* BEGIN AVAILABLE DATA *

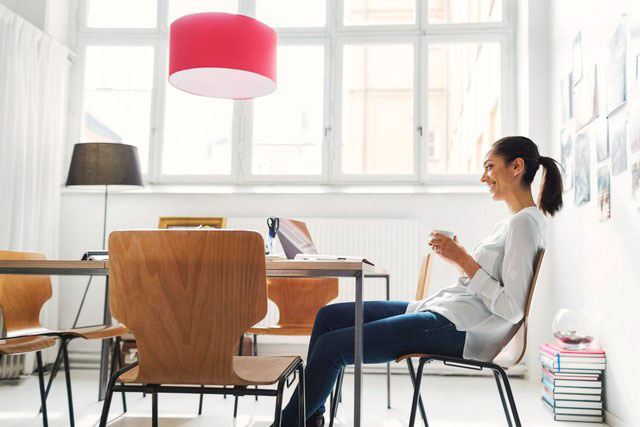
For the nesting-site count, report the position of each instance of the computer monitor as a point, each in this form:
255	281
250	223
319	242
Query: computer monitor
295	238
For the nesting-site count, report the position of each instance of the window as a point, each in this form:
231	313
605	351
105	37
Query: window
462	101
379	12
118	76
388	91
288	125
377	109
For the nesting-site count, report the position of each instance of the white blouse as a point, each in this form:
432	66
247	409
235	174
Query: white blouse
490	306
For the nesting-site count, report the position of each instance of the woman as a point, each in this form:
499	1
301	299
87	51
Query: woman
475	317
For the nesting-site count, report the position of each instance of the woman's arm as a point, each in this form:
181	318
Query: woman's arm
508	299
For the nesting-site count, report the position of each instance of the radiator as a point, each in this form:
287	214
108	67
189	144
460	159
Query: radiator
388	243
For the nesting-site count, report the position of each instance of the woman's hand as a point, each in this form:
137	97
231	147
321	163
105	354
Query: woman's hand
451	251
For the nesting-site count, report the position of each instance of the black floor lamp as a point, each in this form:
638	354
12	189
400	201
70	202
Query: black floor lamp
100	163
108	164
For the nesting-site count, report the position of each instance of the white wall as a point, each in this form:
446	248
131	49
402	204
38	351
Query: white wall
595	264
51	16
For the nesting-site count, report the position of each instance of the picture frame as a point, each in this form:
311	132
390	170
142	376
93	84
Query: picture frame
168	222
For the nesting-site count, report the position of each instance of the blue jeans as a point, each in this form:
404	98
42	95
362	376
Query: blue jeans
388	333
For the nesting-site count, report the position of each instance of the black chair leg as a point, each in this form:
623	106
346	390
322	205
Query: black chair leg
54	372
512	402
43	397
277	420
106	405
416	393
388	386
502	399
67	374
116	362
255	353
333	408
302	411
200	403
412	374
154	407
235	402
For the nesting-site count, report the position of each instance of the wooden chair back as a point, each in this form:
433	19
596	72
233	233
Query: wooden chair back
187	296
22	297
514	351
299	299
424	279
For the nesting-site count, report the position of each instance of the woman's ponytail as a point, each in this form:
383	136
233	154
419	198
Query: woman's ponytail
513	147
550	198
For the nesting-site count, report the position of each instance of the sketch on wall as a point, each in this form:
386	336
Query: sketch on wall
566	156
618	144
576	56
633	125
604	192
582	180
633	66
566	96
616	70
584	98
599	129
635	183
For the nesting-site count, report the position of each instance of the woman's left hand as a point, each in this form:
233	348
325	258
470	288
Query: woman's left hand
448	248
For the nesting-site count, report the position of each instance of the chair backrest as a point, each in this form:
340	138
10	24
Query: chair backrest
514	351
187	296
300	299
191	222
425	277
22	296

* END AVAILABLE DATA *

WORK TO BE COMPLETED
Reproduce every line of the material above word for word, leaving out the pictures.

WRITTEN REPLY
For the nesting-site count, report the position of each instance of the computer monitor as a point, each in this form:
255	281
250	223
319	242
Query: computer monitor
295	238
For the nesting-site count, report the position of each instance of the window as a point, each in this form:
231	313
605	351
105	37
Query: window
462	101
379	12
118	76
388	91
288	125
377	109
For the nesting-site count, report the position of each instance of the white blouse as a point, each in this form:
432	66
247	409
235	174
Query: white blouse
490	306
For the nesting-site count, report the position of each instance of the woman as a point, each in this form:
499	1
301	299
87	51
Query: woman
475	317
For the nesting-site count, report the position of each instance of the woman's arm as a point, each in this form:
181	318
Query: woman's arm
508	299
For the nesting-site count, report the position of each instance of the radiator as a point, each in this form:
287	214
108	67
189	144
460	159
Query: radiator
388	243
For the nesting-site count, report the position of each instance of the woman's hand as a point, each in this form:
137	97
231	147
321	163
105	354
Query: woman's hand
451	251
For the nesting-site count, report the position of each instance of the black floor lamp as a point, each in this form:
638	354
12	189
400	201
70	202
Query: black floor lamp
100	163
108	164
For the nesting-site count, report the position of each instance of the white wall as a point, each in this form:
446	248
131	49
402	204
38	351
Query: white wall
595	264
51	16
For the nesting-site count, report the position of each instance of the picture frame as a point, each in this form:
311	132
390	170
142	376
93	84
Query: picture frame
168	222
For the nesting-site count, report the position of each instance of the blue jeans as a point, each in this form:
404	98
42	95
362	376
Query: blue jeans
388	333
For the nesting-site count, report the position of each instance of the black chair leg as a point, each in this form:
623	106
346	390
322	205
Query: black chair leg
54	372
512	402
43	397
277	420
106	405
416	393
388	386
502	399
67	374
116	362
255	353
333	408
302	411
200	403
412	374
154	407
235	402
For the nesting-site count, report the position of each instance of the wooden chair back as a point, each in this form:
433	19
596	72
233	233
Query: wooden chair back
187	296
22	297
514	351
299	299
424	279
For the nesting-site count, report the position of each instance of the woman's ponytail as a point, each in this form:
383	136
233	154
419	198
Query: woman's ponytail
513	147
550	198
For the nesting-site count, report the position of each instance of the sketch on wall as a point, each in this form:
386	336
Query: sketch on wall
566	156
618	144
576	56
633	125
604	192
582	180
633	66
566	96
616	70
584	98
599	129
635	183
For the nesting-site count, report the position of each instance of the woman's left hand as a point, each in this form:
233	348
325	258
470	288
Query: woman's left hand
448	248
For the nesting-site count, report the position of each instance of the chair backrest as a point, each in this form:
340	138
10	24
Query: chair backrest
514	351
187	296
300	299
191	222
425	277
22	296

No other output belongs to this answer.